▸ Goal of the exercise
Print verbatim every line starting at the one that contains "of the undermount" and ending at the final line of the records; include both endpoints.

▸ Records for the task
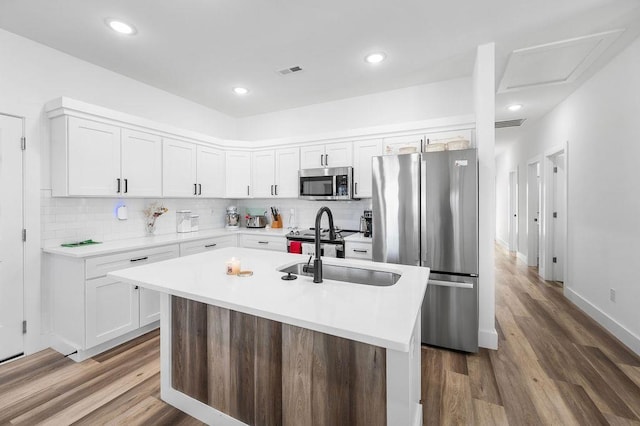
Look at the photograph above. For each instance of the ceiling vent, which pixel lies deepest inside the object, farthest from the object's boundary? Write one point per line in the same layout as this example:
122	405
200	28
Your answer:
560	62
509	123
290	70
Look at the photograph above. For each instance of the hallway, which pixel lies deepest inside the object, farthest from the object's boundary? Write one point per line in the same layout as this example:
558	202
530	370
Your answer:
554	365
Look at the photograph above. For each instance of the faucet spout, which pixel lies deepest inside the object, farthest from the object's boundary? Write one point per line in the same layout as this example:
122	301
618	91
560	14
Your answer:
317	263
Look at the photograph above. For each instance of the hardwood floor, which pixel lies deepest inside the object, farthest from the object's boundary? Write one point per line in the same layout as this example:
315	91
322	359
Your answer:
555	366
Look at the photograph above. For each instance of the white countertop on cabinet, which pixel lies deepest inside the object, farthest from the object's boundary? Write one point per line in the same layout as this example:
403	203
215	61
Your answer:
358	238
116	246
381	316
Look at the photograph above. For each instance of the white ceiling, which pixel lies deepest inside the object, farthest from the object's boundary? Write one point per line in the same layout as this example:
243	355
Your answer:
201	49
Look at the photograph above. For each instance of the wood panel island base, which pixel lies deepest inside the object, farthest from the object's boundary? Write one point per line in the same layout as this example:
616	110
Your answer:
263	372
263	351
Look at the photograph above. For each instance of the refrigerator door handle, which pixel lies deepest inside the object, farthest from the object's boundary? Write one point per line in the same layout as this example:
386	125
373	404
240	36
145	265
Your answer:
423	210
451	284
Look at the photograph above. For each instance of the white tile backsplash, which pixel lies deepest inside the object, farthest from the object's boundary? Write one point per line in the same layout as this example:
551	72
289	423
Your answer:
76	219
346	214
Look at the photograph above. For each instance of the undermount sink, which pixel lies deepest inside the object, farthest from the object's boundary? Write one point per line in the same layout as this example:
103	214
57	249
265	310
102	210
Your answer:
346	274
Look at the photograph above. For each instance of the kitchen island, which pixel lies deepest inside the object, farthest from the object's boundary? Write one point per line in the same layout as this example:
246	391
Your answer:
261	350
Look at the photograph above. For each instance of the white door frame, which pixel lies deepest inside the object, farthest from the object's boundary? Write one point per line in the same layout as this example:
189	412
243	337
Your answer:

▸ Completed task
Look at the photograph above. For each instance of the undermount sink, which pixel lies deepest inside the object, farthest from the object's boundary? Write one point per line in the same layout as this example:
103	214
57	249
265	310
102	210
Your answer:
346	274
Look at the photograph above. For each instance of the kitchen island, which pixel lies deepest inside the object, farthest from the object's boundary? Write one point per line in the same layout as this example:
246	391
Your answer:
261	350
Look at the photograph above. For each instance of the white door frame, which pixel lies deepest inside the object, farthest from the object's boundary? Write one point per line in the same layout as this example:
189	412
243	337
Your answer:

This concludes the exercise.